_Supplied passage_
-- Opening Marker --
We Live By A Strict Code Of Military Ethos And Values — How Does The Bergdahl Deal Square With That?
I was in my small fire base’s tactical operations center on June 16, 2006 when two soldiers were captured from … Continued
I was in my small fire base’s tactical operations center on June 16, 2006 when two soldiers were captured from an outpost in southern Baghdad. The normal chatter of grids for improvised explosive devices and small arms fire on the movement tracking system quickly turned into an abnormal message: All convoys and patrols on the road needed to immediately stop and set up checkpoints and search every single vehicle because two soldiers had been captured. Over 8,000 Iraqi and American troops and a plethora of aircraft joined the search, resulting in 12 wounded troops and one death. The mutilated bodies of the two soldiers were found three days later, rigged with so many IEDs that it took the explosive ordnance disposal team 12 hours to reach them.
Every soldier who serves knows the consequences if they fall into enemy hands. During the wars in Iraq and Afghanistan, the United States has always had a policy of not negotiating with terrorists. Everyone who served knows that. Your options are try and escape, hope you are rescued, or pray for a quick death.
Although the concrete details surrounding Army Sgt. Bowe Bergdahl’s disappearance were unknown publicly for the last five years, the recent swap that released him from Taliban control has brought new information to the forefront. Soldiers who served with him have come forward to say that his desertion was premeditated. A 2010 Defense report shows the Pentagon knew he deserted and was not captured on patrol or kidnapped from their combat outpost. Reports also show that Special Forces not only knew where he was being held on various occasions, but knew exactly how many were guarding him. Military leadership chose not to go after him because they did not want to expend additional lives on a deserter.
We live by a strict code of military ethos and values. At the top of the list is “leave no man behind.” But what happens when that man chooses to be left behind and deserts his post? What happens when the man needlessly puts the lives of his fellow soldiers at risk? At least six troops died in the wake of Bergdahl’s premeditated disappearance, and a number of others due to the reallocation of resources. We all take a vow that we will never leave a man behind. But what happens if the individual wants to be left behind and endangers the lives of his fellow soldiers in the process? At what point do we cut our losses? Is it a question of lives lost? Is it a question of resources expended or reallocated from our main objective? Or do we not cut our losses and continue to sacrifice men and equipment at whatever cost? Does our military ethos have limitations, or is it an open ended contract, regardless of the circumstances? These are all questions that the military community needs to ask throughout the Bergdahl debacle.
But personally, my first question for Bergdahl would be “what is your first General Order?”
-- Closing Marker --
_Required work_
a) Do these statements agree with the article on the Bergdahl deal? Answer yes or no for each, quoting the words from the article that decide it. (i) The two soldiers captured in 2006 were found alive. (ii) More than 8,000 troops took part in the search for them. (iii) A 2010 Defense report showed the Pentagon knew Bergdahl had deserted.
b) Reproduce the article on the Bergdahl deal from "Although the concrete" up to and including "on a deserter.".

(Segmentation mask data)
-- Opening Marker --
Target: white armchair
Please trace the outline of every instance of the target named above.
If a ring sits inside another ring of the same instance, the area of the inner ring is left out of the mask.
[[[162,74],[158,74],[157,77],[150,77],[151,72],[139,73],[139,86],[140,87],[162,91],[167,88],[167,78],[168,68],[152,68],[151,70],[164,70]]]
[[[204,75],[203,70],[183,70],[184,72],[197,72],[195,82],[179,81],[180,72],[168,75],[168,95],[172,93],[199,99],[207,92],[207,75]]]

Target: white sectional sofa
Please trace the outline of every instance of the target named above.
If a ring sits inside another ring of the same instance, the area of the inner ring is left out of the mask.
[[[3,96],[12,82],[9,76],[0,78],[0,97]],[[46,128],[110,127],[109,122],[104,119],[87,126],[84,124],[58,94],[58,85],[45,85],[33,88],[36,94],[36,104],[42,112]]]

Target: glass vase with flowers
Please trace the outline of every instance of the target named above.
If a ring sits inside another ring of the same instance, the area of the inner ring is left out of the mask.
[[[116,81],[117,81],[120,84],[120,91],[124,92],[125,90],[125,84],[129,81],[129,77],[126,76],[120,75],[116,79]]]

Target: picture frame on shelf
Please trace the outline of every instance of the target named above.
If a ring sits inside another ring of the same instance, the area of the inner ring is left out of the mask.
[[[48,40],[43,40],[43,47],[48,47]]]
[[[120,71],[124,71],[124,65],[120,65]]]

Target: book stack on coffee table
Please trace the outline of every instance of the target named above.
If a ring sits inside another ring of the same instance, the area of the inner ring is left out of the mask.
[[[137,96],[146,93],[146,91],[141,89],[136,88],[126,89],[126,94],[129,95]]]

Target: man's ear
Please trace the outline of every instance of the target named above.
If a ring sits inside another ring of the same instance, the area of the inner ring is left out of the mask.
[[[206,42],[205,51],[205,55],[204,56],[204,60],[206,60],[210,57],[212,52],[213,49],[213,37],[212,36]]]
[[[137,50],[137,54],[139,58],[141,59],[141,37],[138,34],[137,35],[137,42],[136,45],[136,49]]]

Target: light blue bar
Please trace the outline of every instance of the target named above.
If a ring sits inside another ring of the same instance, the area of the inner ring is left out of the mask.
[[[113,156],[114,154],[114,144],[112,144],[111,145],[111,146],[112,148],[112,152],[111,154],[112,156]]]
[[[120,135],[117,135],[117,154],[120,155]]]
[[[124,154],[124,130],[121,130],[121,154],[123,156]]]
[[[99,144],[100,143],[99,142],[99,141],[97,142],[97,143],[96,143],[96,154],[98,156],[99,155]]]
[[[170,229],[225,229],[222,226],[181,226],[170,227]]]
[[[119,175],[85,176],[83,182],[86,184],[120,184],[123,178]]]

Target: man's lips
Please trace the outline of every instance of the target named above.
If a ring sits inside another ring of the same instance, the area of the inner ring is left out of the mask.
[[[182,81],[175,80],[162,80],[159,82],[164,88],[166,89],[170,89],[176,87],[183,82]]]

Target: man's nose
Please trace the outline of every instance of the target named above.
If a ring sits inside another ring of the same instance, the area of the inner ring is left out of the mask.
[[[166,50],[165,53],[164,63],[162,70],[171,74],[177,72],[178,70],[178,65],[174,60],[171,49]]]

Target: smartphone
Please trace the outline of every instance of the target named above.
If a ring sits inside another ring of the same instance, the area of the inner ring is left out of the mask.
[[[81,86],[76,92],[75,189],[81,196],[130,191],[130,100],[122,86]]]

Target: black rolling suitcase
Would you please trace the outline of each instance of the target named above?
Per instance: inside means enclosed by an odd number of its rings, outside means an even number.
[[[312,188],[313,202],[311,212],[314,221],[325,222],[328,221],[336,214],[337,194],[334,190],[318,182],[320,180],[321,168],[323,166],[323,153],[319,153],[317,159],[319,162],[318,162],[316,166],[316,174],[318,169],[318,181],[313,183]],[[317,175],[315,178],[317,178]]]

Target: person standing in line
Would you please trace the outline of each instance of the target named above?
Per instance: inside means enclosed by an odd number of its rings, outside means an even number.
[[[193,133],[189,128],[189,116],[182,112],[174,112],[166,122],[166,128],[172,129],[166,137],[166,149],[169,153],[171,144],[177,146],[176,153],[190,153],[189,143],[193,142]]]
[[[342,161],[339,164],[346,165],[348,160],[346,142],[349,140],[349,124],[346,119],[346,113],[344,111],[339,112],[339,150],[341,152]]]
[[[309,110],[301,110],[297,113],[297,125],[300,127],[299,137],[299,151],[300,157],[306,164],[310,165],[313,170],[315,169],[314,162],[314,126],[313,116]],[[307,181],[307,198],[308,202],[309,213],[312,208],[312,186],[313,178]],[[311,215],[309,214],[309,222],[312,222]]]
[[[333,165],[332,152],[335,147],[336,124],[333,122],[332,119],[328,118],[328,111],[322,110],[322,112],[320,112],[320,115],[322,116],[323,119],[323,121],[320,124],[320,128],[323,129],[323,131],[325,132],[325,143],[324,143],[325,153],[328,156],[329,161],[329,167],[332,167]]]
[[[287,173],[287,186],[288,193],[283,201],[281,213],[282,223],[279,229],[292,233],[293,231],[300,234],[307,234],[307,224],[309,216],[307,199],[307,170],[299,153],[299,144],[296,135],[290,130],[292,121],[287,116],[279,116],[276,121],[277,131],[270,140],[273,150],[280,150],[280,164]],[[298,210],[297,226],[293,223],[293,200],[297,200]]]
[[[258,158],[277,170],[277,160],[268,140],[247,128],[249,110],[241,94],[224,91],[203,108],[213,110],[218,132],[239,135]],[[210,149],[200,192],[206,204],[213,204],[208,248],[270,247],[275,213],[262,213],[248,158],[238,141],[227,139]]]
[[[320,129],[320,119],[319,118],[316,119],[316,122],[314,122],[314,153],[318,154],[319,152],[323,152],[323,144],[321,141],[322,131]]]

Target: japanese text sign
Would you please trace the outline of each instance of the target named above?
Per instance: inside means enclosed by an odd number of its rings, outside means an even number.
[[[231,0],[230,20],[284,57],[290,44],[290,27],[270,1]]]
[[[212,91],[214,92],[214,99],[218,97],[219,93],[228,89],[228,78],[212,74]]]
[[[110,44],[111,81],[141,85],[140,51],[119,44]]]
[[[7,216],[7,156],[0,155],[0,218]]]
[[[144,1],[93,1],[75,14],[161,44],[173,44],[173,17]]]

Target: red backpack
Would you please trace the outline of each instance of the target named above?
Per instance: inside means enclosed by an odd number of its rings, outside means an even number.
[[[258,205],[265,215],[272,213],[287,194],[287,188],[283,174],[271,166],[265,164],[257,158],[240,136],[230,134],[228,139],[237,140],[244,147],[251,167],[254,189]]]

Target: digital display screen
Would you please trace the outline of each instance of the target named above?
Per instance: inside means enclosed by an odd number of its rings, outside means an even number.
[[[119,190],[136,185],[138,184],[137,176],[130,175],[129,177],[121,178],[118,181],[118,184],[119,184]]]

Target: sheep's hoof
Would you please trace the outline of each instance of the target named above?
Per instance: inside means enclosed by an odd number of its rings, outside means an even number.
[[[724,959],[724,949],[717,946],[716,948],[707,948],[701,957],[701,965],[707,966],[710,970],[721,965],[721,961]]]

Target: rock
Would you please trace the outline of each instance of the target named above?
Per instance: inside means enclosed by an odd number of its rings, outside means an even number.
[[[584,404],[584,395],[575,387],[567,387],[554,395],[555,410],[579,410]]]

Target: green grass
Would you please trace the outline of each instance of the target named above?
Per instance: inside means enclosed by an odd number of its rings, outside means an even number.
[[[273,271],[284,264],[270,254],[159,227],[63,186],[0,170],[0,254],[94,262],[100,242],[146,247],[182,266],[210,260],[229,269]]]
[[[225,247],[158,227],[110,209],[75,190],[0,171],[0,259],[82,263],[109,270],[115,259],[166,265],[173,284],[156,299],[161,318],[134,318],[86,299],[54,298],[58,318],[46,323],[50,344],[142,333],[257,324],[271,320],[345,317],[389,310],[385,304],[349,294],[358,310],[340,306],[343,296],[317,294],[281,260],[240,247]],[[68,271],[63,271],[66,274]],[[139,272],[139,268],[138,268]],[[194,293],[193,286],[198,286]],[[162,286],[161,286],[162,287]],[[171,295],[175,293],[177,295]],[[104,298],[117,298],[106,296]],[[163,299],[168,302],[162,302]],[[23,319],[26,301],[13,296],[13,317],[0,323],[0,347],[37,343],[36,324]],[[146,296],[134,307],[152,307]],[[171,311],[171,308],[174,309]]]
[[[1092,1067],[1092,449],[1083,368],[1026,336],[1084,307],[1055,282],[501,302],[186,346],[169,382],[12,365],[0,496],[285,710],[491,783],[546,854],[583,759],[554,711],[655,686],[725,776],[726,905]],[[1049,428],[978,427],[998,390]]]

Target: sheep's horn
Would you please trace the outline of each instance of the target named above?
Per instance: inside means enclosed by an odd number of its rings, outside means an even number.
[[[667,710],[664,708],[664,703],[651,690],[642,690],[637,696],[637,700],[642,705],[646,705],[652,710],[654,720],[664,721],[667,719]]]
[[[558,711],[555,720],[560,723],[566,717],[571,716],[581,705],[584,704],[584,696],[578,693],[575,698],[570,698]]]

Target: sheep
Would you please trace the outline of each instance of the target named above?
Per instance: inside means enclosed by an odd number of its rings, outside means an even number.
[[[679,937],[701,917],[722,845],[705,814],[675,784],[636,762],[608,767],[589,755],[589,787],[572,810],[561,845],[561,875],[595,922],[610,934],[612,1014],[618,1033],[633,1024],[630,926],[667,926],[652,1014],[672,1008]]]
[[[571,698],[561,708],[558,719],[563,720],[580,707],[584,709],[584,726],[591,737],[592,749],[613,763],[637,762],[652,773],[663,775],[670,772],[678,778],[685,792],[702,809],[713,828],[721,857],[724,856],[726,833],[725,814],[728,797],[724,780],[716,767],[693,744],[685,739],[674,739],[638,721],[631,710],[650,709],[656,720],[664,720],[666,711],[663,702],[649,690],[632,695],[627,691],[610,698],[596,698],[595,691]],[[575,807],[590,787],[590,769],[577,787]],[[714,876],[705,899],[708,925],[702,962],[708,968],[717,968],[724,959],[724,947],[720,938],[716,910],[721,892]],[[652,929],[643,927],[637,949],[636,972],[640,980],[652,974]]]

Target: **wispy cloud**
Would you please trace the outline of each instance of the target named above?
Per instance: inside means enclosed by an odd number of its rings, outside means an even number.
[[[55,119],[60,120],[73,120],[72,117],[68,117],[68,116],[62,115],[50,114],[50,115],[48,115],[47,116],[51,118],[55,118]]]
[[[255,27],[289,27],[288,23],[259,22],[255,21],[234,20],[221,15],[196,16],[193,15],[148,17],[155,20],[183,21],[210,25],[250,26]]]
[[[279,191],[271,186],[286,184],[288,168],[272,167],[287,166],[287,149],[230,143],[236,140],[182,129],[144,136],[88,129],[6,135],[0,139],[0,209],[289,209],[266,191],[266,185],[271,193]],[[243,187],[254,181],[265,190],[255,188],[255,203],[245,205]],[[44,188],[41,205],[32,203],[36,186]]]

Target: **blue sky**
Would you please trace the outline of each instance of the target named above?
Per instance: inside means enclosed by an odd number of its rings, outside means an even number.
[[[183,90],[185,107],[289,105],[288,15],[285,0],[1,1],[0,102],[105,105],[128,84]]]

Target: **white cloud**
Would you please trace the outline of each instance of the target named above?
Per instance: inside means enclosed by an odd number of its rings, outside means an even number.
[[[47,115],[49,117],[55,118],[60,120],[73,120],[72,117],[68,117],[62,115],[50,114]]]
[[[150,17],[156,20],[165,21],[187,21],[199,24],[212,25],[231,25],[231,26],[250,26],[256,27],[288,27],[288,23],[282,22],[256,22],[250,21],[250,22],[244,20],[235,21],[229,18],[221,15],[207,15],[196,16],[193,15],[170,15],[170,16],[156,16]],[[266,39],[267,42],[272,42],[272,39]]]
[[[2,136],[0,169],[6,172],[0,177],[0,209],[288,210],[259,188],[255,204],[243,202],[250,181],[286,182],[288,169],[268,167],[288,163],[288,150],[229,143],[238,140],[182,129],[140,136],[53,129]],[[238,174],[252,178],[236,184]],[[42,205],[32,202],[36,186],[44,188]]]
-- Closing Marker --
_Solved problems_
a)
(i) No: "The mutilated bodies of the two soldiers were found three days later"
(ii) Yes: "Over 8,000 Iraqi and American troops and a plethora of aircraft joined the search"
(iii) Yes: "A 2010 Defense report shows the Pentagon knew he deserted"

b)
Although the concrete details surrounding Army Sgt. Bowe Bergdahl’s disappearance were unknown publicly for the last five years, the recent swap that released him from Taliban control has brought new information to the forefront. Soldiers who served with him have come forward to say that his desertion was premeditated. A 2010 Defense report shows the Pentagon knew he deserted and was not captured on patrol or kidnapped from their combat outpost. Reports also show that Special Forces not only knew where he was being held on various occasions, but knew exactly how many were guarding him. Military leadership chose not to go after him because they did not want to expend additional lives on a deserter.